Records for processing

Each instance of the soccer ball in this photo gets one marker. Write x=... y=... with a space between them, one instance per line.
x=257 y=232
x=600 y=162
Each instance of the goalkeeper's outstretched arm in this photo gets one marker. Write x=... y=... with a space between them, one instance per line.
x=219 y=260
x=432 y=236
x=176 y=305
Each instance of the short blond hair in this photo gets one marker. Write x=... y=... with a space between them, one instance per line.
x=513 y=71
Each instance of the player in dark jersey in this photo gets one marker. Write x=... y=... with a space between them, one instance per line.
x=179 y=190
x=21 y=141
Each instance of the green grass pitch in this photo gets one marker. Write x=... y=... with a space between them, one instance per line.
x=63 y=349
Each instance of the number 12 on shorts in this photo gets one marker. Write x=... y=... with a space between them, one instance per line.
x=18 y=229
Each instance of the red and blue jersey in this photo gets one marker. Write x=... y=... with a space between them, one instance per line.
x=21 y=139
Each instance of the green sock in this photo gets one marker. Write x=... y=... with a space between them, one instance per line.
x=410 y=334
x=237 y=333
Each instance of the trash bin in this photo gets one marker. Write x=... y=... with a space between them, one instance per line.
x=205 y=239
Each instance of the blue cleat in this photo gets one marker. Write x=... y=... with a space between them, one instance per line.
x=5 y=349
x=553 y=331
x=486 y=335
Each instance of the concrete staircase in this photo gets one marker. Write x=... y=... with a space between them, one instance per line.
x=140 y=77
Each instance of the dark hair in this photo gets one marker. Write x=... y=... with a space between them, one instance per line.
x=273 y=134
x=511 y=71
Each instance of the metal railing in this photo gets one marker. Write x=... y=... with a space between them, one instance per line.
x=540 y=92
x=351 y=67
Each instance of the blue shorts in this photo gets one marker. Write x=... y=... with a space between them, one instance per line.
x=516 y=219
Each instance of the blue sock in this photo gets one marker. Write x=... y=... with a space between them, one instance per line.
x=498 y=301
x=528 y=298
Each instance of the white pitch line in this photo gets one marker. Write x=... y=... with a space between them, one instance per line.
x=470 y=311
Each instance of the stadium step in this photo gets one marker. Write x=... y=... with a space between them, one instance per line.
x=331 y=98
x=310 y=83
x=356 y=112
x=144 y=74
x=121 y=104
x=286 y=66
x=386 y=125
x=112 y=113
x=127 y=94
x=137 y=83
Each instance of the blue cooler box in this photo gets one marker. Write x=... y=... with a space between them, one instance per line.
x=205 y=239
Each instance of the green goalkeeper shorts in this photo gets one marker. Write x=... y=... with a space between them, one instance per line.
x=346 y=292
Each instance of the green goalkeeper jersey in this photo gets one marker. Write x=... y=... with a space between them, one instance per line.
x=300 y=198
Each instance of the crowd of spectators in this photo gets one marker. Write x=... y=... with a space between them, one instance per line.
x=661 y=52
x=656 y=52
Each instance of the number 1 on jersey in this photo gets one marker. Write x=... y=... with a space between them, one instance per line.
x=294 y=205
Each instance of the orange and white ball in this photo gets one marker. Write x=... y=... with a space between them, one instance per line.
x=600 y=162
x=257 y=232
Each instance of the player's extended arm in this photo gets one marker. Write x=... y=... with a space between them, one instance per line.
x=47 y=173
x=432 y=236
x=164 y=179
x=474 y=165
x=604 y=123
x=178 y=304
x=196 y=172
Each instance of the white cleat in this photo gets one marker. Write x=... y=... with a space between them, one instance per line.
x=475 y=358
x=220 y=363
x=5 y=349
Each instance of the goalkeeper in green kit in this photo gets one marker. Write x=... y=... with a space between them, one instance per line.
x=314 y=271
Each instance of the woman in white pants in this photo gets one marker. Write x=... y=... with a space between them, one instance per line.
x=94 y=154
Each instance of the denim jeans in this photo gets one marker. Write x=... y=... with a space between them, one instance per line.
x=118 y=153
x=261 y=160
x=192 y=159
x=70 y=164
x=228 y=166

Task details
Reproduce all of the data above line for line, without changing a single character.

Solution
Each instance of the soccer ball in this photo gets one marker. Write x=... y=... with a space between them, one instance per line.
x=257 y=232
x=600 y=162
Each instance of the goalkeeper's outstretched arm in this photo gets one marker. Write x=... y=... with a space between them, one instance per line.
x=219 y=260
x=432 y=236
x=176 y=305
Each instance of the short blond hair in this photo gets one marker. Write x=... y=... with a space between them, one instance per line.
x=513 y=71
Each instance of the player in dark jersey in this photo gets one marker. Write x=... y=... with a space between them, one instance per line.
x=179 y=190
x=21 y=141
Each instance of the green grass pitch in this photo gets one marker. Write x=... y=... with a space between them, one instance per line.
x=63 y=349
Each instance of the number 12 on shorts in this photo gets one marker. Write x=... y=... with a space between them, one instance per line.
x=18 y=229
Each instance of the red and blue jersey in this photo gets one marker. Write x=... y=... with a space between them, one instance per line.
x=21 y=139
Each instance of the green sock in this photo gets one marker. Write x=... y=... with a space between them, one instance per line.
x=410 y=334
x=237 y=333
Each instance of the trash bin in this photo gets one marker. Write x=... y=... with a space between them, one instance per line.
x=205 y=239
Each instance of the blue cleat in this photo gets one marker. Write x=... y=... with a space between them, one instance per line.
x=5 y=349
x=553 y=331
x=486 y=335
Each instance of the concrete staircase in this photo gets one marker. Write x=... y=... with a space between them, one instance per line.
x=140 y=77
Each instance of the dark hair in this photo gets one marker. Write x=... y=... with a space between them, one instance per line.
x=273 y=134
x=511 y=71
Each instance of the metal railing in this photo gets one marker. Write x=... y=... with a space between them, one instance per line.
x=540 y=92
x=351 y=67
Each instance of the blue shorts in this photo gets one marker. Write x=... y=... with a space between them, one instance per line.
x=516 y=219
Each instance of the blue sock in this photo gets one marker. Write x=... y=... with a space between them, one instance per line.
x=498 y=301
x=528 y=298
Each instance of the white pitch line in this photo gets one marker. Write x=... y=... with a space between them, one instance per line.
x=470 y=311
Each instance of the stadium step in this photo gets one marker. Write x=... y=... with a space between them, one instance per line.
x=331 y=98
x=310 y=83
x=356 y=112
x=144 y=74
x=121 y=104
x=286 y=66
x=386 y=125
x=112 y=113
x=127 y=94
x=137 y=83
Each instance of the blue cooler box in this photo gets one marker. Write x=... y=... with a space between them, one instance per line.
x=205 y=239
Each instance of the green goalkeeper shorts in this photo gets one marker. Write x=... y=... with a space between them, one instance per line.
x=346 y=292
Each instance of the green goalkeeper jersey in this photo gets one marker. Write x=... y=... with a space between them, one instance per line.
x=300 y=198
Each instance of the crowd of spectators in this photo gets one marker. Write x=... y=... with a space between them, one instance per line.
x=661 y=52
x=656 y=52
Each instance of the number 1 on jersey in this photo gets one marker. Write x=... y=... with a space between them, one instance per line.
x=294 y=205
Each instance of the orange and white ball in this photo gets one marker. Write x=... y=... with a space between them, one instance per line.
x=600 y=162
x=257 y=232
Each instance of the player's extended arm in this photo gets one marker. Write x=... y=... with a space between them, one instance per line.
x=47 y=173
x=432 y=236
x=164 y=179
x=474 y=165
x=604 y=123
x=178 y=304
x=196 y=172
Each instance of the white cleat in this photo gets one marker. Write x=... y=... with a space between them, one instance per line.
x=475 y=358
x=220 y=363
x=5 y=349
Each instance of the goalkeeper in green kit in this photo gets one marker. Write x=... y=... with a space between them, one instance per line.
x=314 y=271
Each instance of the woman in white pants in this photo gets one marker. Write x=... y=... with a space between them, one instance per line.
x=94 y=154
Each instance of the denim jeans in this photo gets one marker. Write x=... y=... with a space between them, one instance per line.
x=118 y=153
x=261 y=160
x=192 y=159
x=70 y=164
x=228 y=166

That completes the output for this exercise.